:: TASK GOAL ::
Spot each line in the data below containing "fabric" and copy it.

:: MATERIAL FOR THIS EXERCISE ::
========================================
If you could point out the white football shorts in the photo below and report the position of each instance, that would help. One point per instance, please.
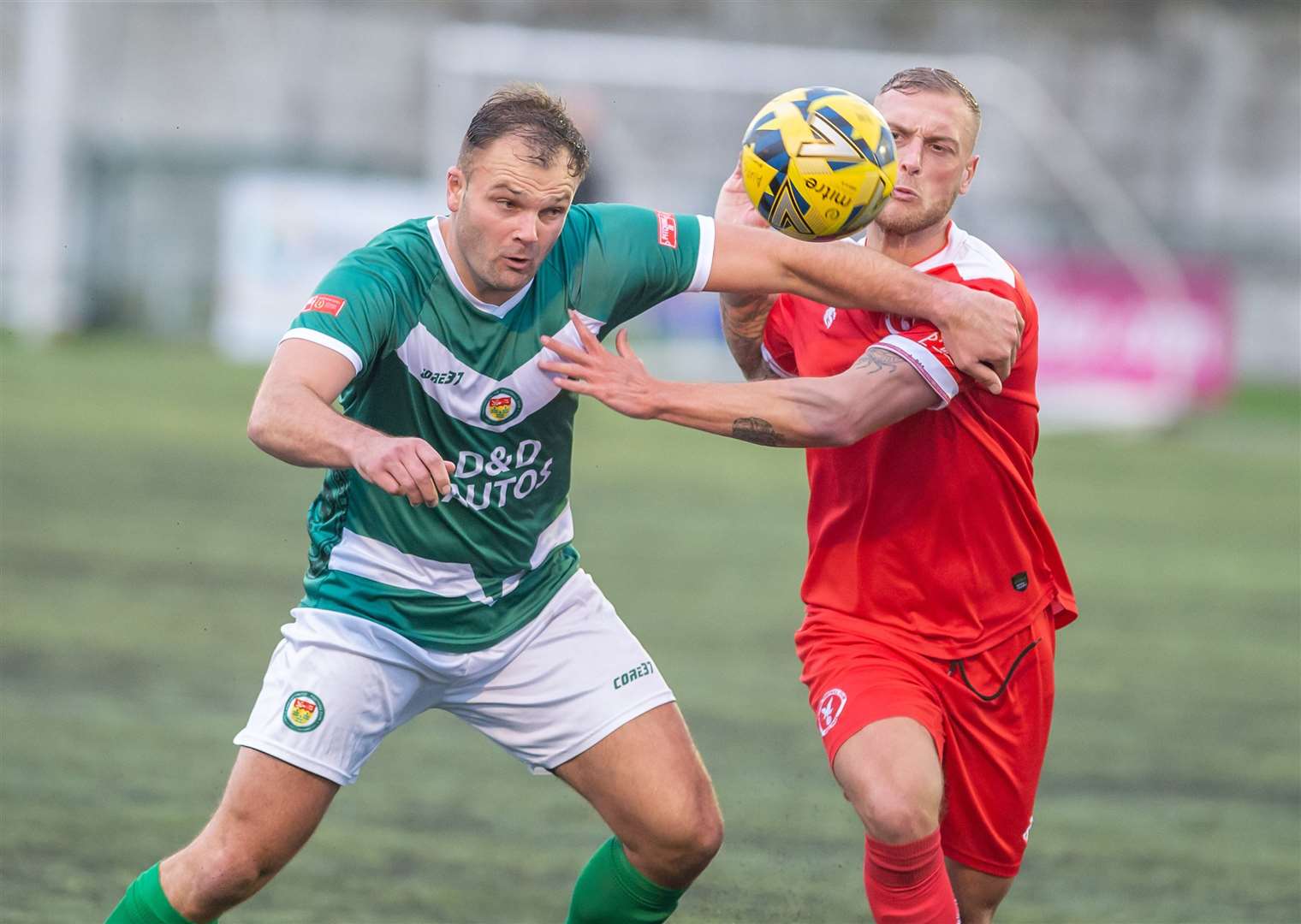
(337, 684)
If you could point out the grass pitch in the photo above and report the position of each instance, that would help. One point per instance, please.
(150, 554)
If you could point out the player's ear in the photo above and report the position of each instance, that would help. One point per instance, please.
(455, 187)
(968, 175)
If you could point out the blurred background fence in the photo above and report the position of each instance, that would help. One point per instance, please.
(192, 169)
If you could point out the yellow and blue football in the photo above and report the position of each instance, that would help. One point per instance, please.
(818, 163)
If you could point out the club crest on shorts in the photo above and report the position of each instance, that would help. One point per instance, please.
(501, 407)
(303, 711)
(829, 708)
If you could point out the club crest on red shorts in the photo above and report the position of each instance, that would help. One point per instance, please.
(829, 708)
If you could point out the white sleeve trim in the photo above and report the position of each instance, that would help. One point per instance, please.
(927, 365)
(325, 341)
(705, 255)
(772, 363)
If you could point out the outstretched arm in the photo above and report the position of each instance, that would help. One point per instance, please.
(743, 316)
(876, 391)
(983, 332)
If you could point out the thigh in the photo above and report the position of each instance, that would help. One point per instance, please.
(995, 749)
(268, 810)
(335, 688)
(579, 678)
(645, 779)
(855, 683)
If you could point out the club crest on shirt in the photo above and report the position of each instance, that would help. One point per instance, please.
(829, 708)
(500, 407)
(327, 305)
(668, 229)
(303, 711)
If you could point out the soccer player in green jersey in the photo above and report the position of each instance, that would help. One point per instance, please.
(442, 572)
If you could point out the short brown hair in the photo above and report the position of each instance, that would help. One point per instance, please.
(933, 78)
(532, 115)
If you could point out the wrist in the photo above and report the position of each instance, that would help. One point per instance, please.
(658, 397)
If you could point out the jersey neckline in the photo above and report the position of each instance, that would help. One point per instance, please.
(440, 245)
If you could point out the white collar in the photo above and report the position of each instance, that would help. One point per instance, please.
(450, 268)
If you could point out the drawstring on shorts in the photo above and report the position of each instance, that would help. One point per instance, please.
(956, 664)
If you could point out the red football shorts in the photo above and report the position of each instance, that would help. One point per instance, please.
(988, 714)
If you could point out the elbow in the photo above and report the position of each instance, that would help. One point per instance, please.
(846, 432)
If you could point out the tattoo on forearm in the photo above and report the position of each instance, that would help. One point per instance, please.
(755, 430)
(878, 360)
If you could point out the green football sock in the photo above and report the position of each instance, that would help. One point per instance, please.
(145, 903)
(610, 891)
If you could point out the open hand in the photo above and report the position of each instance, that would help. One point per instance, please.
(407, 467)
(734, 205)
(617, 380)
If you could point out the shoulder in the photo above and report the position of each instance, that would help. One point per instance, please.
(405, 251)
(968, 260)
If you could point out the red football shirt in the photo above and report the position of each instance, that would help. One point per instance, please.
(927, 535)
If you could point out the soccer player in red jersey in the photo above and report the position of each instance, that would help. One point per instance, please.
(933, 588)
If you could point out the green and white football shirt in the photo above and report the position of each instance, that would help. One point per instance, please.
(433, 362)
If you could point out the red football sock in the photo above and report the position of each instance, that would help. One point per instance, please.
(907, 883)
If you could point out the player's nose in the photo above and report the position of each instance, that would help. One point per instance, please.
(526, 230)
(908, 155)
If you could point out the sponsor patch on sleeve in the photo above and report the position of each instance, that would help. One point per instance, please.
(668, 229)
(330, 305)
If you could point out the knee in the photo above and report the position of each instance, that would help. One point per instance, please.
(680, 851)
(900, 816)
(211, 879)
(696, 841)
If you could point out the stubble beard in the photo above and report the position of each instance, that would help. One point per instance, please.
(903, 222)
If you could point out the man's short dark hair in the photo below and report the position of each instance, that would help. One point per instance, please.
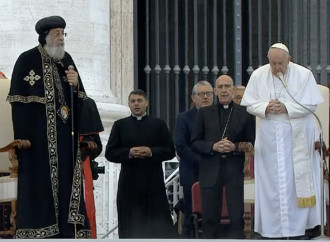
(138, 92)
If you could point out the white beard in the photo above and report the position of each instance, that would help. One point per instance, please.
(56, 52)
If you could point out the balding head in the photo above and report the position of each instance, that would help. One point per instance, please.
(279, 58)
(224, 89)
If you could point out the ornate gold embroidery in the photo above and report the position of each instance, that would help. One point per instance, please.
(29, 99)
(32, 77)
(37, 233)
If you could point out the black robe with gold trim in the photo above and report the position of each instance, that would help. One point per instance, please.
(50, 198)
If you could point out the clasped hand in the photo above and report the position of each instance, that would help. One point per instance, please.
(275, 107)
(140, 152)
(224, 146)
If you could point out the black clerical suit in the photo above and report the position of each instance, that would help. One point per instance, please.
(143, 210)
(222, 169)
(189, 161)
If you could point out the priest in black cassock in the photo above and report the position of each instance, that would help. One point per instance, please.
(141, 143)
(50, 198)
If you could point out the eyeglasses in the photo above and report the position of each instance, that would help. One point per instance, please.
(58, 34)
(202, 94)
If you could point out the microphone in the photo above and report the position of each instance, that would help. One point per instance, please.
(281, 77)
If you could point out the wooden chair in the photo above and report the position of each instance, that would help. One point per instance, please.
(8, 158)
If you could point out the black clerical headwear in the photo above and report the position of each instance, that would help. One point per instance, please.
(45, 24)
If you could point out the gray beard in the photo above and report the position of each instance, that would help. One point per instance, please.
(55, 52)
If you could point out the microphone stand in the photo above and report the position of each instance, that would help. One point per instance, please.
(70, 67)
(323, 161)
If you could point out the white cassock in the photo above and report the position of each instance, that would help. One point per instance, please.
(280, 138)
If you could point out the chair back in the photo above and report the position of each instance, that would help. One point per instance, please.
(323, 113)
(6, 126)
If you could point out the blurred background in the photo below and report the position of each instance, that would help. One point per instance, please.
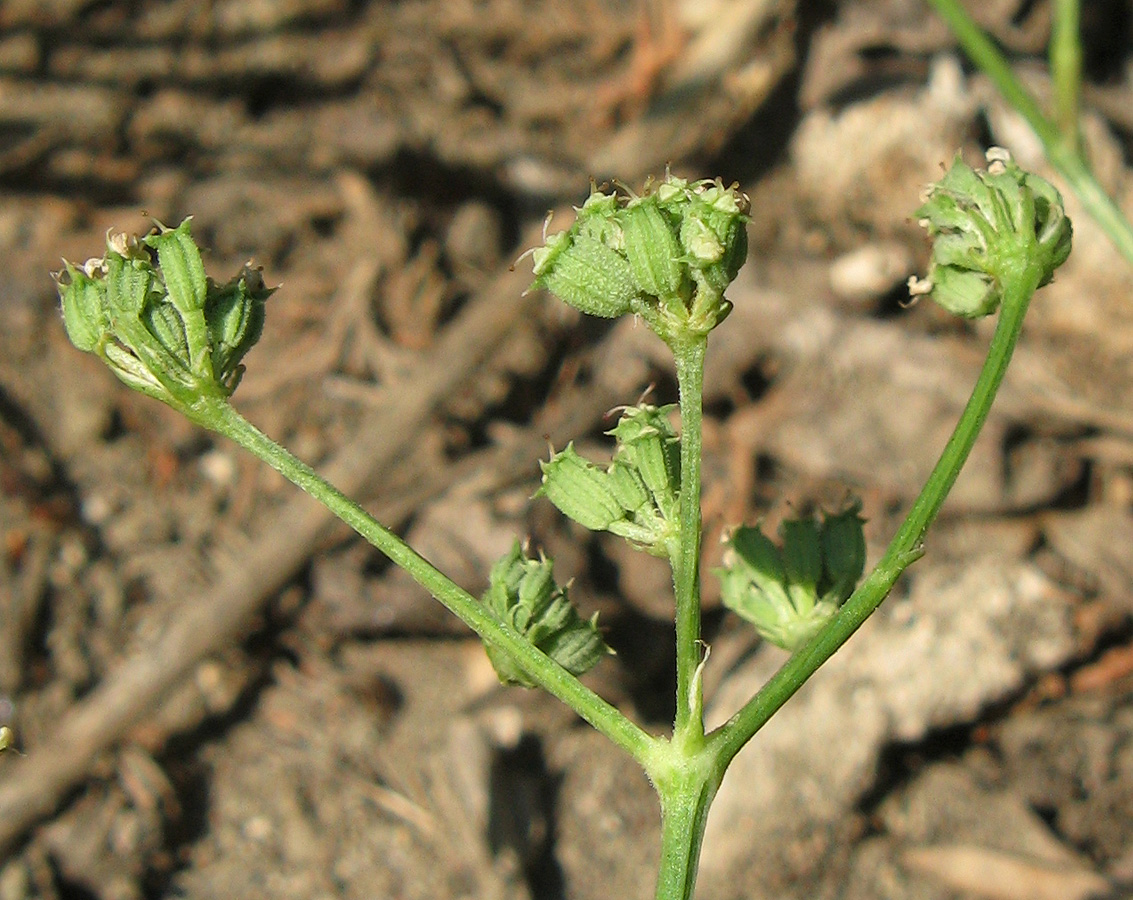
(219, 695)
========================================
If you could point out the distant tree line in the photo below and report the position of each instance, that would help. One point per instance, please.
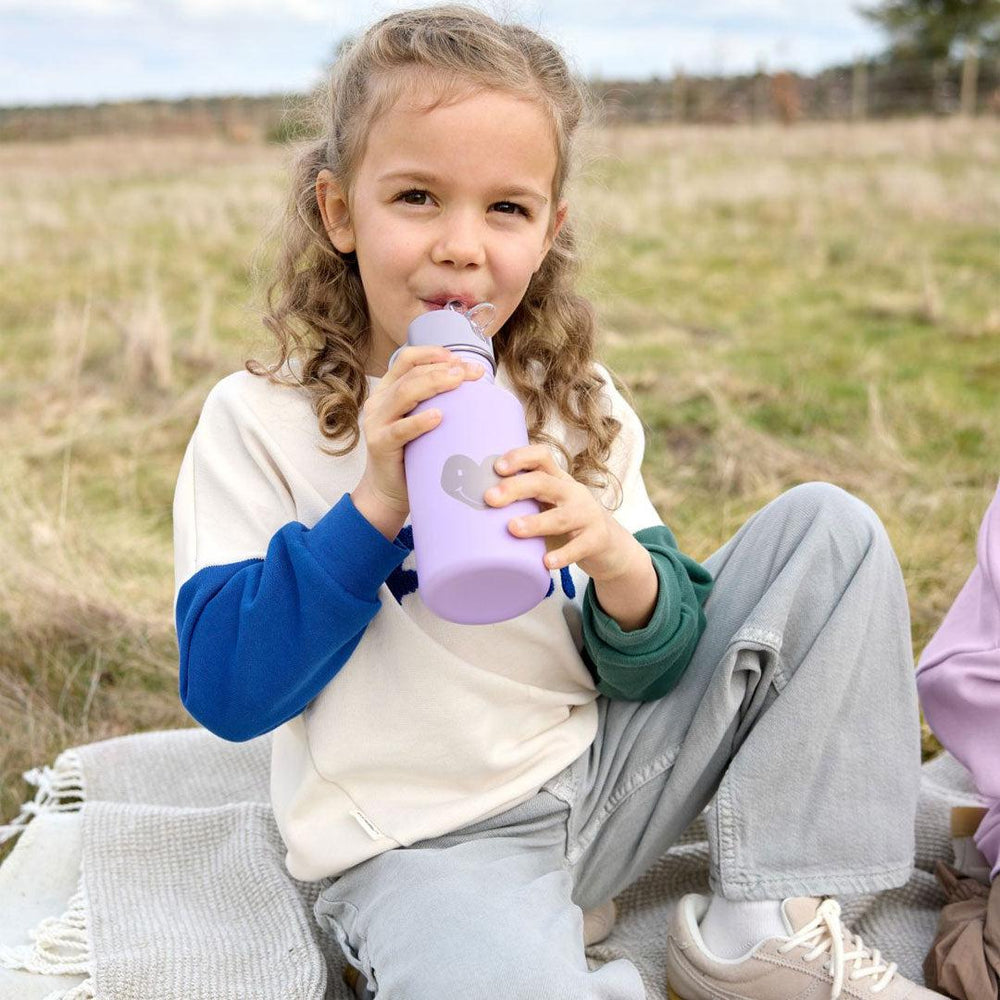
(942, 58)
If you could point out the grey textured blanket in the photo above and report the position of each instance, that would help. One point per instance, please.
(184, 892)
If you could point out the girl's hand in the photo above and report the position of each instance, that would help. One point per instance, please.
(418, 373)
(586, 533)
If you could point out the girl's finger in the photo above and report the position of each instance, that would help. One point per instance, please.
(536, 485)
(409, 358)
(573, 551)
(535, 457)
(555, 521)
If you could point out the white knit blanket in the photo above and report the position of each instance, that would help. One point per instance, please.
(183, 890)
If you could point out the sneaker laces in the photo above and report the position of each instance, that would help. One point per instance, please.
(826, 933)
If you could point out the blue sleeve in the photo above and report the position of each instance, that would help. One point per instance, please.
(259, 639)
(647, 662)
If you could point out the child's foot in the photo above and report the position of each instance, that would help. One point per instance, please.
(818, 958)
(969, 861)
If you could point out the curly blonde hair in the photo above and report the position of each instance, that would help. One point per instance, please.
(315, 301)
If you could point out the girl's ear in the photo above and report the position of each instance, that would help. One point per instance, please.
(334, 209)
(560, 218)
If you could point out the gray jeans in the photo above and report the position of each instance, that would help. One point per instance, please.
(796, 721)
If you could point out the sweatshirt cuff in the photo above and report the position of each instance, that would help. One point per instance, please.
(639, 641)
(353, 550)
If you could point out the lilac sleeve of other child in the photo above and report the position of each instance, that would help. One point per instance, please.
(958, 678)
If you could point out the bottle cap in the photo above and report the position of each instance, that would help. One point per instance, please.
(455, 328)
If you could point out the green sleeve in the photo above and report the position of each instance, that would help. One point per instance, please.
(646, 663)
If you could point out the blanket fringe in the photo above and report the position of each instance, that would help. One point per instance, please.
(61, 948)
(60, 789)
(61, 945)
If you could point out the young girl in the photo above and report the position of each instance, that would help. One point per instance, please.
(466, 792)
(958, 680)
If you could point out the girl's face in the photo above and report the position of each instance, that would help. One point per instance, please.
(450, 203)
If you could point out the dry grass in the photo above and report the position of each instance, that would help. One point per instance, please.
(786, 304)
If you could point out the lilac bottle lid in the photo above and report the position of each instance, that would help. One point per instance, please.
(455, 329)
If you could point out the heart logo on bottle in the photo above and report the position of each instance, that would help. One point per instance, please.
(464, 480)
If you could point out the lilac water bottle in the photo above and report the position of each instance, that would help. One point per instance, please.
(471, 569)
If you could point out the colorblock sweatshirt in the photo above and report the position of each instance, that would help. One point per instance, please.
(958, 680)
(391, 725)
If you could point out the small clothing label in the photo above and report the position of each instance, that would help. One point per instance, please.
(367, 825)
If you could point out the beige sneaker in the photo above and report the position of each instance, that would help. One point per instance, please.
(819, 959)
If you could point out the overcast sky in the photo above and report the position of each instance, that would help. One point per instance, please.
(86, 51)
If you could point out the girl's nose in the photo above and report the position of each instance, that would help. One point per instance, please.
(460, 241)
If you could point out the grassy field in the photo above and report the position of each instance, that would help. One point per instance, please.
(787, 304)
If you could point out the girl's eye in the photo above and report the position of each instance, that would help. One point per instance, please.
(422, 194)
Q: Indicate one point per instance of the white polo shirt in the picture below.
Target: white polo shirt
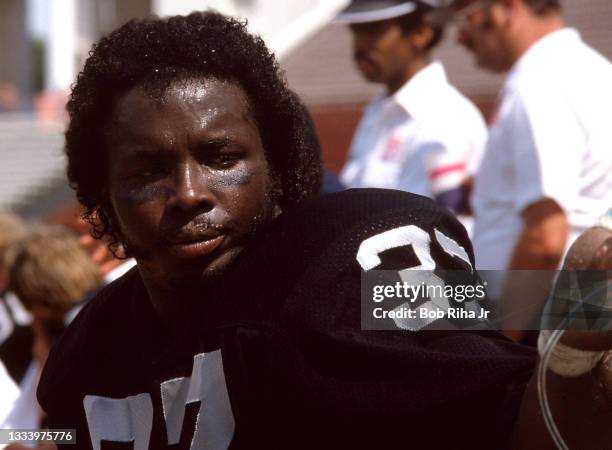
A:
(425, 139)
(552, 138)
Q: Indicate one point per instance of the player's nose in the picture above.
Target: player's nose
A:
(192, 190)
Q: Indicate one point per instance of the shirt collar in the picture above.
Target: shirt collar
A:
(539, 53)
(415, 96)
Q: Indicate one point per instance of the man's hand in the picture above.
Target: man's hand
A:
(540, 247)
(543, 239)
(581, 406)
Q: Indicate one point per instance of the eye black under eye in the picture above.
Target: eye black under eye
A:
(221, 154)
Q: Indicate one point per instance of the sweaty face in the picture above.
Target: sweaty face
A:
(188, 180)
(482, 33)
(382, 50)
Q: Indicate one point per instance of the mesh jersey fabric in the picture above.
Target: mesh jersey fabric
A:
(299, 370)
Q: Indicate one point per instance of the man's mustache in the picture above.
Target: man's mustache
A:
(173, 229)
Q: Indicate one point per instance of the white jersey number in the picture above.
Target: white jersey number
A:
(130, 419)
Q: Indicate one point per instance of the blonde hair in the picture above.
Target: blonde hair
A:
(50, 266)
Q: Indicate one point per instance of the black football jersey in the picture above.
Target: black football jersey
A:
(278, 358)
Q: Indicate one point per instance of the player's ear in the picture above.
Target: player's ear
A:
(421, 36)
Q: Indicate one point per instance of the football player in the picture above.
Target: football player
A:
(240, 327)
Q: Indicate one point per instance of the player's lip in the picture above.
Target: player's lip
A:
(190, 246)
========================================
:: FINISHED TASK ::
Q: Indicate one point per instance of the mesh jersey fabric in the picture above.
Target: mesh jersey fabric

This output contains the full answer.